WHAT YOU HAVE TO DO:
Which lines of the items below contain the string "black"? Extract each of them; letter case must match.

RAW DATA:
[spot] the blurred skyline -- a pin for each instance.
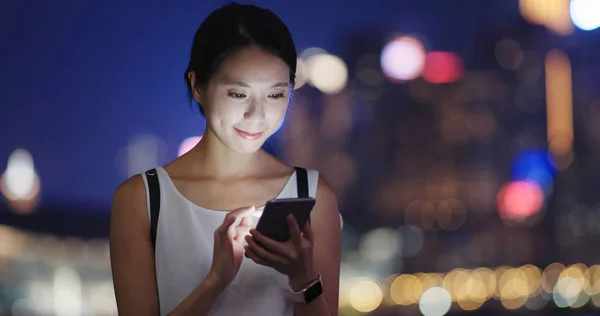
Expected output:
(461, 138)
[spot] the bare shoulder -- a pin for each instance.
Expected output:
(131, 253)
(326, 195)
(130, 198)
(326, 212)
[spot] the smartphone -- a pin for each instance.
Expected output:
(273, 222)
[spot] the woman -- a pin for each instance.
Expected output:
(206, 260)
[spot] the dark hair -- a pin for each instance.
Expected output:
(231, 28)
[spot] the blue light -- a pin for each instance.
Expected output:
(535, 165)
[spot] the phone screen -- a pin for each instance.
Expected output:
(273, 222)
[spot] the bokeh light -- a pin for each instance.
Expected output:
(443, 67)
(436, 301)
(365, 295)
(518, 200)
(403, 59)
(327, 72)
(559, 107)
(535, 165)
(20, 183)
(585, 14)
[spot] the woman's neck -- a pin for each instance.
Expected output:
(215, 160)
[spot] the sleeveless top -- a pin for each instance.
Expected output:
(184, 251)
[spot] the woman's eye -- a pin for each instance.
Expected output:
(236, 95)
(276, 96)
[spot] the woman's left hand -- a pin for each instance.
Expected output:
(293, 258)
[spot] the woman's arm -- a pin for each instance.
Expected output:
(325, 223)
(132, 259)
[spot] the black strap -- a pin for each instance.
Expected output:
(302, 182)
(154, 191)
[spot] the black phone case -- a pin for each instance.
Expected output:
(273, 223)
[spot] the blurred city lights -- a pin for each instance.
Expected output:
(67, 292)
(585, 14)
(327, 72)
(435, 301)
(559, 107)
(443, 67)
(403, 59)
(553, 14)
(19, 182)
(535, 165)
(518, 200)
(187, 145)
(142, 152)
(365, 295)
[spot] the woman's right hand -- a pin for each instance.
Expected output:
(228, 250)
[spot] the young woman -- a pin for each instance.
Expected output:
(203, 256)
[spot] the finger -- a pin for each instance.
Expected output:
(265, 255)
(308, 232)
(242, 231)
(273, 246)
(231, 230)
(295, 233)
(252, 256)
(246, 221)
(227, 222)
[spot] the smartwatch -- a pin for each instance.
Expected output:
(309, 293)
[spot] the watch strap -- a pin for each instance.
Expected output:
(309, 293)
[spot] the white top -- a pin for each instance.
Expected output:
(184, 249)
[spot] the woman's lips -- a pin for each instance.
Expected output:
(250, 136)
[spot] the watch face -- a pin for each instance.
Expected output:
(313, 292)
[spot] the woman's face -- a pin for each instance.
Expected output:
(246, 100)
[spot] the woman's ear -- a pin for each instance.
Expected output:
(197, 93)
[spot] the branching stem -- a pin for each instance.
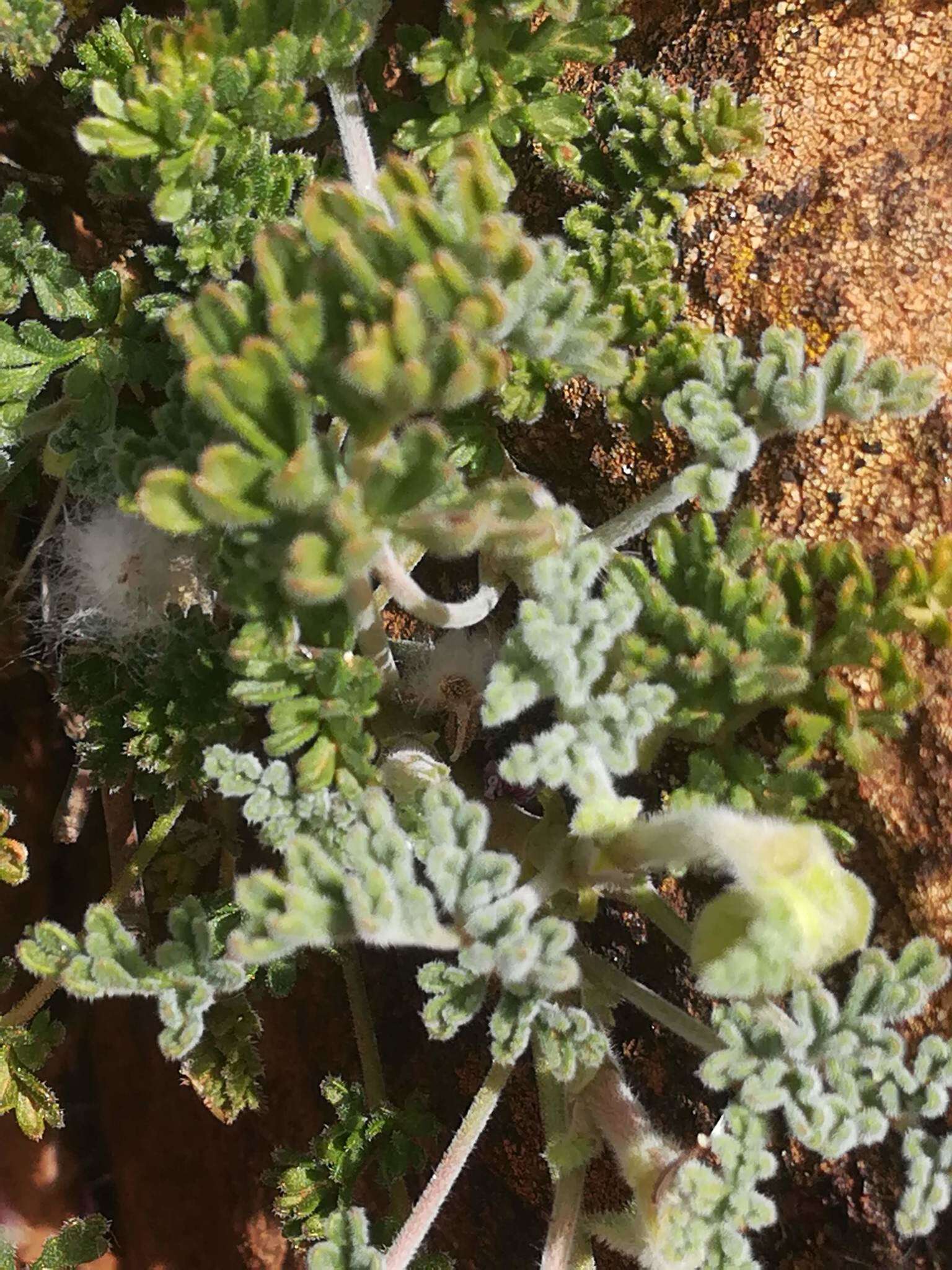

SOLUTION:
[spot] the black strap -- a pin for each instance.
[spot] the black phone case -- a pin for each instance.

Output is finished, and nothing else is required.